▶ _Directions_
1. In the Swin transformer text below, list every comment that stands on a line by itself inside the SwinTransformerBlock code.
2. Reproduce word for word the part of the Swin transformer text below, from "Swin transformer" to "x = torch.flatten(x, 1)".
3. Carry the Swin transformer text below forward from its last line.

▶ _Extracted text_
Last updated on：a month ago

Vision transformer slices the image into patches and uses self-attention mechanisms (inter-patches) (qkv interaction) to process the features.

Vision transformer

Swin transformer

Shifted window transformer. Merging image patches (shown in gray) in deeper layers. Linear computation complexity to input image size due to computation of self-attention only within each local window (shown in red).

SwinTransformer:
    x = self.PatchEmbed(x)
    if self.ape:
        x = x + self.absolute_pos_embed
    x = self.pos_drop(x)
    for layer in self.layers:
        x = layer(x)
    x = self.norm(x)  # B L C
    x = self.avgpool(x.transpose(1, 2))  # B C 1
    x = torch.flatten(x, 1)

    x = self.Classifier(x)
# BasicLayer
# SwinTransformerBlock + Patch merging

Cyclic shift + partition windows + window attention + merge window + reverse cyclic shift + FFN:

SwinTransformerBlock:
    # cyclic shift
    if self.shift_size > 0:
        shifted_x = torch.roll(x, shifts=(-self.shift_size, -self.shift_size), dims=(1, 2))
    else:
        shifted_x = x
    # partition windows
    x_windows = windowPartition(shifted_x, self.window_size)  # nW*B, window_size, window_size, C
    x_windows = x_windows.view(-1, self.window_size * self.window_size, C)  # nW*B, window_size*window_size, C
    # W-MSA/SW-MSA
    attn_windows = self.attn(x_windows, mask=self.attn_mask)  # nW*B, window_size*window_size, C
    # merge windows
    attn_windows = attn_windows.view(-1, self.window_size, self.window_size, C)
    shifted_x = windowReverse(attn_windows, self.window_size, H, W)  # B H' W' C
    # reverse cyclic shift
    if self.shift_size > 0:
        x = torch.roll(shifted_x, shifts=(self.shift_size, self.shift_size), dims=(1, 2))

▶ _Extracted data_
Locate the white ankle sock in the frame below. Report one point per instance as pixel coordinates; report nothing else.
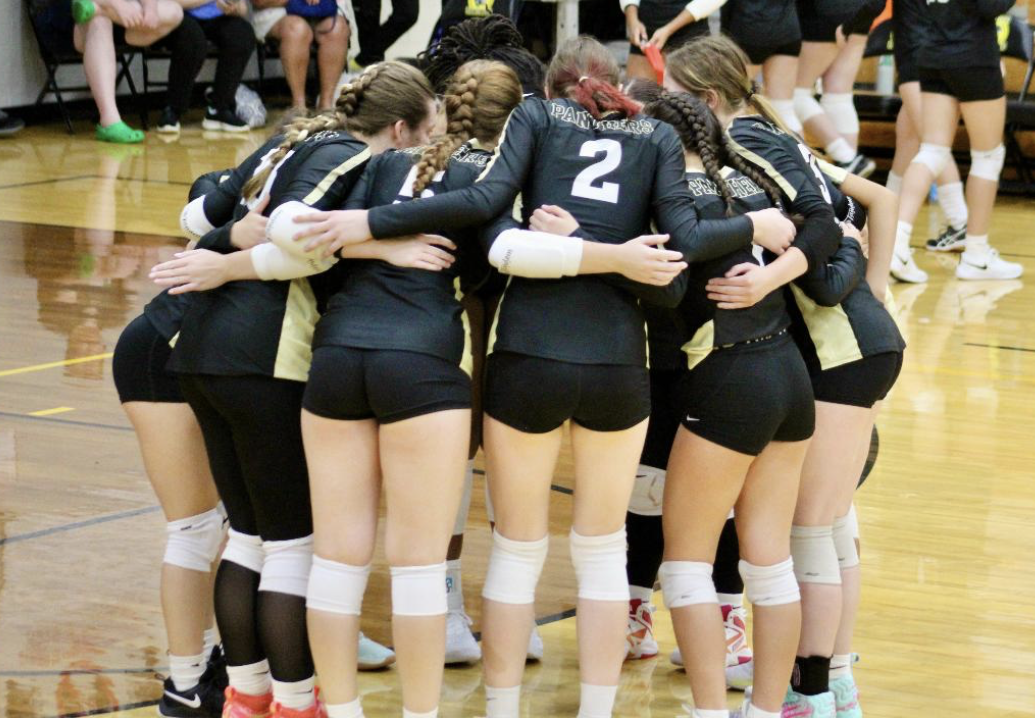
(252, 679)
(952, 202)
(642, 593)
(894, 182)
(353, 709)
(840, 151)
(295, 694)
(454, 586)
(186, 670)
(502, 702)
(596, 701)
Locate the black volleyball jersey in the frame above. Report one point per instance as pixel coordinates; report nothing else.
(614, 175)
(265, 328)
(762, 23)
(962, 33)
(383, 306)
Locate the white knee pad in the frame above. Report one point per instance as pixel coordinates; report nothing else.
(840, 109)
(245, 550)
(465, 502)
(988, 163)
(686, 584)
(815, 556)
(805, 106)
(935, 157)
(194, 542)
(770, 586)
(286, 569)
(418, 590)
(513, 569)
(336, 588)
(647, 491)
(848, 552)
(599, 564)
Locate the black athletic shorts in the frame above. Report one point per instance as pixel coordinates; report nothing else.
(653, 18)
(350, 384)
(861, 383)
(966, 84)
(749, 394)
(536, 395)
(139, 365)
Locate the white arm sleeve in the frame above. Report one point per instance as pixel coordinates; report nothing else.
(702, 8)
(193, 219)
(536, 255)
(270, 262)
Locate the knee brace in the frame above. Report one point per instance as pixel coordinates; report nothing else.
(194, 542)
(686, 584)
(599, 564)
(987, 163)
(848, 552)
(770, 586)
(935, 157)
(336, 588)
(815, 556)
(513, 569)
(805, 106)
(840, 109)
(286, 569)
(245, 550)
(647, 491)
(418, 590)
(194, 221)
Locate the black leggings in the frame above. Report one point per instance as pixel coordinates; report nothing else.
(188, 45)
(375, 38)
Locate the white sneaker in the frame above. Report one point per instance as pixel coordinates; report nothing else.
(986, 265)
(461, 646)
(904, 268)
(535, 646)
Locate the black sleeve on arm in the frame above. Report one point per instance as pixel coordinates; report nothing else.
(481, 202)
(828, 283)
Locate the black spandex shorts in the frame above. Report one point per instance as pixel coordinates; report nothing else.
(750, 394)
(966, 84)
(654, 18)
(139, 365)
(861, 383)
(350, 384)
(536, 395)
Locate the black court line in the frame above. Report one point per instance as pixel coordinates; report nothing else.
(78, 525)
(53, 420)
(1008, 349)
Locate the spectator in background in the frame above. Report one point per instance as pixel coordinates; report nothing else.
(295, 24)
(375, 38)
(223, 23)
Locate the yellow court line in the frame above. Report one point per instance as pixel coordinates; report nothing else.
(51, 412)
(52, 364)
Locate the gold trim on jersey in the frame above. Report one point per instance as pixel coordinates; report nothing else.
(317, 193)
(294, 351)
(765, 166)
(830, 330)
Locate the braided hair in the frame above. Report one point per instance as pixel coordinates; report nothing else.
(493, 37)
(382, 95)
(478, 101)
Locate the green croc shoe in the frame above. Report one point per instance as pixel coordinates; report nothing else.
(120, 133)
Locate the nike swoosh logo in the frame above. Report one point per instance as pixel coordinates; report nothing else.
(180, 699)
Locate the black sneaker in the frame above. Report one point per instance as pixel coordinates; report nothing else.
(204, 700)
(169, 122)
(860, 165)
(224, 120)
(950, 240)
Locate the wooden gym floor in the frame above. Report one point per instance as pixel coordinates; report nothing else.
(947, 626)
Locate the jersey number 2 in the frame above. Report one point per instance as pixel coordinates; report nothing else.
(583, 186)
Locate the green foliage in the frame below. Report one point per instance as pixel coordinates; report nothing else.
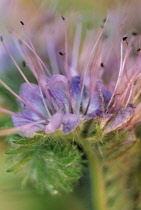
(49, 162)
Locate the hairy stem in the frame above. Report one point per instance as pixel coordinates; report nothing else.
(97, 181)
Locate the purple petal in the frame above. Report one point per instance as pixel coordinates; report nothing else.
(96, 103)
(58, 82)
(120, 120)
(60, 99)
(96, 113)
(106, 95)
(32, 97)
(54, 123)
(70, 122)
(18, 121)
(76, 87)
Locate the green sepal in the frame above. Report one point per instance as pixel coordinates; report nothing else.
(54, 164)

▶ _Per-task outputs_
1.
- # cyclic shift
- # partition windows
- # W-MSA/SW-MSA
- # merge windows
- # reverse cyclic shift

2.
Swin transformer

Shifted window transformer. Merging image patches (shown in gray) in deeper layers. Linear computation complexity to input image size due to computation of self-attention only within each local window (shown in red).

SwinTransformer:
    x = self.PatchEmbed(x)
    if self.ape:
        x = x + self.absolute_pos_embed
    x = self.pos_drop(x)
    for layer in self.layers:
        x = layer(x)
    x = self.norm(x)  # B L C
    x = self.avgpool(x.transpose(1, 2))  # B C 1
    x = torch.flatten(x, 1)

3.
    else:
        x = shifted_x
    x = x.view(B, H * W, C)
    # FFN
    x = shortcut + self.drop_path(x)
    x = x + self.drop_path(self.mlp(self.norm2(x)))

Shifted window:
For crossing the boundary, change the size of windows (通過變換窗口大小達到cross boundary的效果).
Layer l: self-attention is computed within each window
Layer l+1: self-attention computation in the new windows crosses the boundaries of the previous windows in layer l, providing connections among them

h_slices = (slice(0, -self.WindowSize),
                        slice(-self.WindowSize, -self.shift_size),
                        slice(-self.shift_size, None))
w_slices = (slice(0, -self.WindowSize),
            slice(-self.WindowSize, -self.shift_size),
            slice(-self.shift_size, None))

Patch merging:

# input
torch.Size([3, 3136, 96])
# split image res
torch.Size([3, 56, 56, 96])
# downsize image res into 4 channel
torch.Size([3, 28, 28, 384])
# merge image res
torch.Size([3, 784, 384])
# reduction
torch.Size([3, 784, 192])

windowPartition:

# Input
torch.Size([1, 56, 56, 1])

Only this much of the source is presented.